EXERCISE PASSAGE
+ + + + + + +
Saturday, July 20, 2013

Books, DVDs, and The Internet: Supplements, Not The Main Course

While I have been waiting to resume my martial arts training, I have been watching a lot of videos on the internet.  Additionally, I have been reading articles as well.  These supplementary materials are great if:

1) You want an extra "boost" to take your skills to the next level
2) You can't access that particular martial art in your area (i.e. the nearest pankration school is 150 miles away). 
3) You are injured/ill
4) You don't have the money to take your martial art of choice yet (in which case, studying such materials should be a reward for an eventful day of job hunting)
5) You just want to have fun

That being said, supplementary materials should NEVER replace hands-on instruction.  This is because:

1) A DVD can't tell you whether or not you are doing the technique properly.  A reputable instructor will stay on your back until you get it right.
+ + + + + + +
MATERIAL PROVIDED
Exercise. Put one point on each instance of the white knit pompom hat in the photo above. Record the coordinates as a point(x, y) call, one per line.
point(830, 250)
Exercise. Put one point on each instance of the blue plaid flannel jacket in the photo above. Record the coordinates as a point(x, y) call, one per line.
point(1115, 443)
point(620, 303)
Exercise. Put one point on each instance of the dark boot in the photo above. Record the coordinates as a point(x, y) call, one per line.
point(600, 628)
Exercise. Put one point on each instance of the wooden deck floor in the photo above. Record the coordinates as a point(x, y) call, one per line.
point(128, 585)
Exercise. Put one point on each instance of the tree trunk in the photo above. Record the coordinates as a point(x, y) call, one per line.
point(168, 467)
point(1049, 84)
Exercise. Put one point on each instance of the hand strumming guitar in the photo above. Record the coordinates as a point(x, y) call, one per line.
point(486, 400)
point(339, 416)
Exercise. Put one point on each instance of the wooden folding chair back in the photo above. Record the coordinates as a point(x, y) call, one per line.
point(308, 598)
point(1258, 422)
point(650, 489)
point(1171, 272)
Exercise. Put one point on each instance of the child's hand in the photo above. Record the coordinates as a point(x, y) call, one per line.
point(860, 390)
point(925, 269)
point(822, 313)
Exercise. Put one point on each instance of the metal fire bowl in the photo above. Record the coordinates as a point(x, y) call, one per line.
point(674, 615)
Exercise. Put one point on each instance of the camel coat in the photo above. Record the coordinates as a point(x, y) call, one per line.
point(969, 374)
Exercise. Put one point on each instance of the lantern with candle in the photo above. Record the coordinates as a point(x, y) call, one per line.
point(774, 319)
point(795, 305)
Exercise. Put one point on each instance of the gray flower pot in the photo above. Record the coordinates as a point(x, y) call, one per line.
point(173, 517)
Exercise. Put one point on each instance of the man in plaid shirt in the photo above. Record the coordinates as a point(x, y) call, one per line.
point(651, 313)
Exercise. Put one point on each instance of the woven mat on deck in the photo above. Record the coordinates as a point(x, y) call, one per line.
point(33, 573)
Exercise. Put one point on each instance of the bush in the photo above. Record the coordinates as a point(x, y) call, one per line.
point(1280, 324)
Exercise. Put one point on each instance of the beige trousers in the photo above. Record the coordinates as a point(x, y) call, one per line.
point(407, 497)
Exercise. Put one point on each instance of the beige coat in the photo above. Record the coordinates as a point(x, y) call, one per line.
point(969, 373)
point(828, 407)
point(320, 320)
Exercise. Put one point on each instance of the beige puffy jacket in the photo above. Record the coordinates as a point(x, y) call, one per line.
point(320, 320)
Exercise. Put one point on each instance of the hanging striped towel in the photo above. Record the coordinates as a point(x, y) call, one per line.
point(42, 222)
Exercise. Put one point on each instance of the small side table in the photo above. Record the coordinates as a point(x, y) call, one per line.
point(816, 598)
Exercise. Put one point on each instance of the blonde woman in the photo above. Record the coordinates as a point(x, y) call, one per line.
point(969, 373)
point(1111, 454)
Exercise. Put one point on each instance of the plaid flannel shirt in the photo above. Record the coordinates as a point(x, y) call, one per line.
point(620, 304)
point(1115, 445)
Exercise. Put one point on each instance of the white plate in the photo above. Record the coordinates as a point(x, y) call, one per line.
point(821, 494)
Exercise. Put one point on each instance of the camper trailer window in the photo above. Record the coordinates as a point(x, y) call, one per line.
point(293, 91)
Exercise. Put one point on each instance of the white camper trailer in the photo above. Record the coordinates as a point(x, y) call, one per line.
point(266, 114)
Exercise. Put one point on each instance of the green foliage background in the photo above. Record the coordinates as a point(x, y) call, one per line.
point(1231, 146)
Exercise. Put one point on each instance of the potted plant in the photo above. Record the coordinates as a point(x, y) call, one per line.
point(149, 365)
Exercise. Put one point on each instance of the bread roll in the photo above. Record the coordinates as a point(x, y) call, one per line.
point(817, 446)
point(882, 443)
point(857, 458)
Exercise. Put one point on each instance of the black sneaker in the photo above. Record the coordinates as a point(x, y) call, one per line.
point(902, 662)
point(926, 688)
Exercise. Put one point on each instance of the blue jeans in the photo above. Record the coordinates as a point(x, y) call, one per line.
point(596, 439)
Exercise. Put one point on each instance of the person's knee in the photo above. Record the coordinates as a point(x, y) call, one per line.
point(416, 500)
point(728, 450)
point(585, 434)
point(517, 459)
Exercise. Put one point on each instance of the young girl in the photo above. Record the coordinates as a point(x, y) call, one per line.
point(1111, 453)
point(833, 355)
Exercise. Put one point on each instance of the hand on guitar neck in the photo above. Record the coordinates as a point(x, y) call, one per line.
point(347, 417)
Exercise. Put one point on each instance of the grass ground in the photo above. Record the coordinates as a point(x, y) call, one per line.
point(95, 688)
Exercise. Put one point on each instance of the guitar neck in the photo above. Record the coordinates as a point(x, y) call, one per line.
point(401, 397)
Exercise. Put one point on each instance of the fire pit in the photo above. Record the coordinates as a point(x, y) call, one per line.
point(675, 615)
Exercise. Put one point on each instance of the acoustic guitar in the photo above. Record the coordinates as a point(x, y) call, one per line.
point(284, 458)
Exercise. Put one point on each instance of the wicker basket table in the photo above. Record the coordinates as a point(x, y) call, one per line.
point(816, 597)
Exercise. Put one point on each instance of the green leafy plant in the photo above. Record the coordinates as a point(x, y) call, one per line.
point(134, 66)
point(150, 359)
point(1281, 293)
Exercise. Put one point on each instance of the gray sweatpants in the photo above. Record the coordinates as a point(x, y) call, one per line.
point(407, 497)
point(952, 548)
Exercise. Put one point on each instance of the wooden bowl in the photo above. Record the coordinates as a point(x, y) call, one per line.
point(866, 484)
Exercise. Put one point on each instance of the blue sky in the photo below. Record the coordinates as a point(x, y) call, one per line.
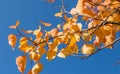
point(29, 12)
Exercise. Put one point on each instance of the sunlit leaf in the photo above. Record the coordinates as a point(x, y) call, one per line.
point(54, 32)
point(12, 40)
point(16, 25)
point(59, 14)
point(23, 40)
point(88, 49)
point(34, 56)
point(27, 31)
point(37, 68)
point(41, 50)
point(26, 48)
point(45, 23)
point(21, 63)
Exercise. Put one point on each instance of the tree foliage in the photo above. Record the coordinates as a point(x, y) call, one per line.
point(102, 19)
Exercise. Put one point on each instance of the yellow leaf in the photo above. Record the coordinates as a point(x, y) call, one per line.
point(23, 40)
point(61, 55)
point(21, 63)
point(12, 40)
point(34, 56)
point(26, 48)
point(35, 32)
point(59, 14)
point(37, 68)
point(16, 25)
point(88, 49)
point(45, 23)
point(50, 55)
point(59, 26)
point(54, 32)
point(72, 41)
point(27, 31)
point(41, 50)
point(109, 39)
point(87, 37)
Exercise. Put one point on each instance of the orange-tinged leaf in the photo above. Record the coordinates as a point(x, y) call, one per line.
point(106, 2)
point(88, 49)
point(23, 40)
point(59, 14)
point(16, 25)
point(61, 55)
point(87, 37)
point(26, 48)
point(59, 26)
point(30, 72)
point(27, 31)
point(50, 55)
point(35, 32)
point(78, 9)
point(12, 40)
point(45, 23)
point(12, 37)
point(72, 41)
point(41, 50)
point(21, 63)
point(34, 56)
point(54, 32)
point(37, 68)
point(109, 39)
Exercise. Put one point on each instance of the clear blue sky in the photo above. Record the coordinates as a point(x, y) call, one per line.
point(29, 12)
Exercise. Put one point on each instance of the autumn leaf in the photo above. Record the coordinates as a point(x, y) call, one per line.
point(88, 49)
point(12, 40)
point(54, 32)
point(16, 25)
point(59, 14)
point(37, 68)
point(34, 56)
point(21, 63)
point(27, 31)
point(41, 50)
point(26, 47)
point(45, 23)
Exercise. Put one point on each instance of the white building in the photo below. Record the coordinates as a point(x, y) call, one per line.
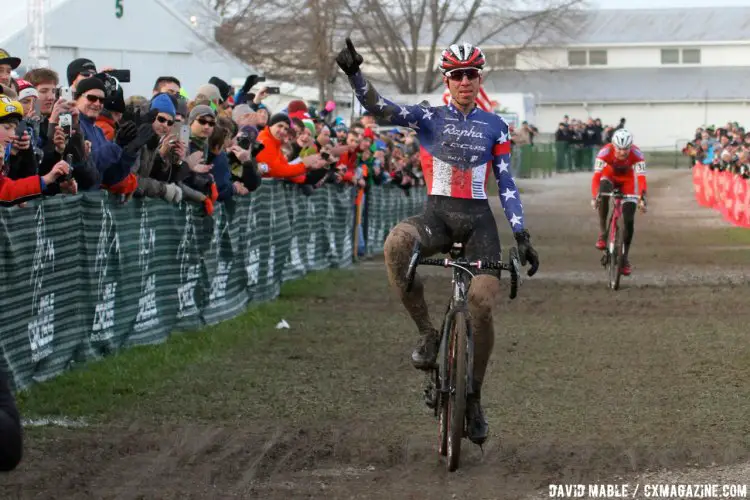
point(151, 38)
point(667, 71)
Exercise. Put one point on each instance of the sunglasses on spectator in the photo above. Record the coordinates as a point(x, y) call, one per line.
point(169, 122)
point(93, 98)
point(458, 74)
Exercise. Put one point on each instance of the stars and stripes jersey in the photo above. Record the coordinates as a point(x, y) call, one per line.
point(633, 167)
point(457, 151)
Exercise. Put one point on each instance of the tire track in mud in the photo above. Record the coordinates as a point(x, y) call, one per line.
point(383, 445)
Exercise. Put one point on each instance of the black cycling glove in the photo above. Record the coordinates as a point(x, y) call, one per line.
point(348, 59)
point(526, 252)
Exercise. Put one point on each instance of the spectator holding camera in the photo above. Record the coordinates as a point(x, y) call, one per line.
point(160, 159)
point(273, 137)
point(17, 191)
point(23, 161)
point(241, 153)
point(113, 160)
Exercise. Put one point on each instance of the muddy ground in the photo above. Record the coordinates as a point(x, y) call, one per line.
point(585, 385)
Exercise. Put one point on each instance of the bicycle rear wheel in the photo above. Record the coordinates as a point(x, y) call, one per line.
point(458, 363)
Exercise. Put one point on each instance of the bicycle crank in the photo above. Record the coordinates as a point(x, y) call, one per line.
point(430, 391)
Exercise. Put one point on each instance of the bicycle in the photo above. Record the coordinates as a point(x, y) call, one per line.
point(615, 237)
point(449, 383)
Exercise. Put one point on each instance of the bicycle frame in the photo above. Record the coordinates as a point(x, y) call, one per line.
point(447, 398)
point(458, 302)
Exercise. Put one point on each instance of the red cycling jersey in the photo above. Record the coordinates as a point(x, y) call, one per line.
point(629, 175)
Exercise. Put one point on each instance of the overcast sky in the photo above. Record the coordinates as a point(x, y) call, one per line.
point(662, 4)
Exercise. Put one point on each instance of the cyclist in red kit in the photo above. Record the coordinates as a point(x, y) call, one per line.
point(621, 165)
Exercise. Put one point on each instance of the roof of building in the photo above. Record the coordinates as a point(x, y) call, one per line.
+ + + + + + +
REQUIRED TASKS
**A.** In the post on supplementary materials, how far away is the nearest pankration school in the example given?
**B.** Reproduce word for word the part of the post on supplementary materials from "While I have" up to and including "get it right.".

PER-TASK OUTPUTS
**A.** 150 miles away.

**B.**
While I have been waiting to resume my martial arts training, I have been watching a lot of videos on the internet.  Additionally, I have been reading articles as well.  These supplementary materials are great if:

1) You want an extra "boost" to take your skills to the next level
2) You can't access that particular martial art in your area (i.e. the nearest pankration school is 150 miles away). 
3) You are injured/ill
4) You don't have the money to take your martial art of choice yet (in which case, studying such materials should be a reward for an eventful day of job hunting)
5) You just want to have fun

That being said, supplementary materials should NEVER replace hands-on instruction.  This is because:

1) A DVD can't tell you whether or not you are doing the technique properly.  A reputable instructor will stay on your back until you get it right.